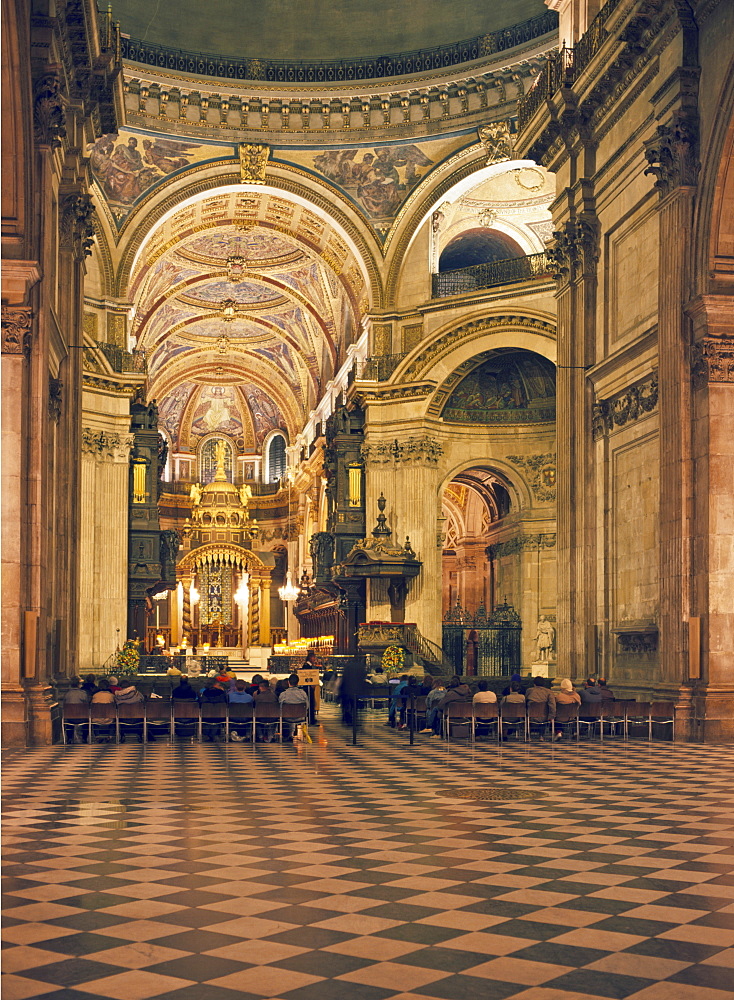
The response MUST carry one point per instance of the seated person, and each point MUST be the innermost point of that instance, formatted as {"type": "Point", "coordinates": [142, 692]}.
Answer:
{"type": "Point", "coordinates": [103, 731]}
{"type": "Point", "coordinates": [76, 700]}
{"type": "Point", "coordinates": [212, 694]}
{"type": "Point", "coordinates": [265, 699]}
{"type": "Point", "coordinates": [484, 696]}
{"type": "Point", "coordinates": [239, 729]}
{"type": "Point", "coordinates": [433, 698]}
{"type": "Point", "coordinates": [293, 695]}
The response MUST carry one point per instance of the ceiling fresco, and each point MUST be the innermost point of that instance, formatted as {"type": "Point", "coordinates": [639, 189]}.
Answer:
{"type": "Point", "coordinates": [243, 323]}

▶ _Required task_: Convert the records above into a JSON list of strings, one string per line, with blank lines and the pictures left out.

▶ _The answer_:
[
  "The response MUST carry one point per instance of the seated person, and each point MUST be the innermost point of that instance, formatted as {\"type\": \"Point\", \"coordinates\": [142, 692]}.",
  "Answer:",
  "{\"type\": \"Point\", \"coordinates\": [103, 731]}",
  "{\"type\": \"Point\", \"coordinates\": [76, 700]}",
  "{\"type\": \"Point\", \"coordinates\": [212, 694]}",
  "{\"type\": \"Point\", \"coordinates\": [265, 699]}",
  "{\"type\": \"Point\", \"coordinates\": [484, 696]}",
  "{\"type\": \"Point\", \"coordinates\": [239, 729]}",
  "{\"type\": \"Point\", \"coordinates\": [433, 698]}",
  "{\"type\": \"Point\", \"coordinates\": [293, 695]}",
  "The response MUST carry one point per instance of the ceiling fresco, and each point MUST be the innermost point of that instance, formatted as {\"type\": \"Point\", \"coordinates\": [639, 189]}.",
  "Answer:",
  "{\"type\": \"Point\", \"coordinates\": [243, 323]}"
]